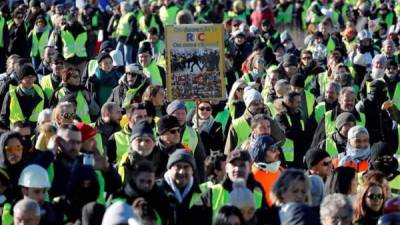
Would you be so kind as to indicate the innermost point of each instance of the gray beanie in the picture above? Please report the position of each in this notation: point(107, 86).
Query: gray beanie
point(355, 131)
point(175, 105)
point(250, 95)
point(181, 155)
point(344, 118)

⁂

Repeat the records exactly, without the pictures.

Would you be so kind as to indicate the innermost point of each instance of the gray beanie in the picture above? Please report the position of each in this notation: point(107, 86).
Query: gray beanie
point(355, 131)
point(175, 105)
point(250, 95)
point(181, 155)
point(344, 118)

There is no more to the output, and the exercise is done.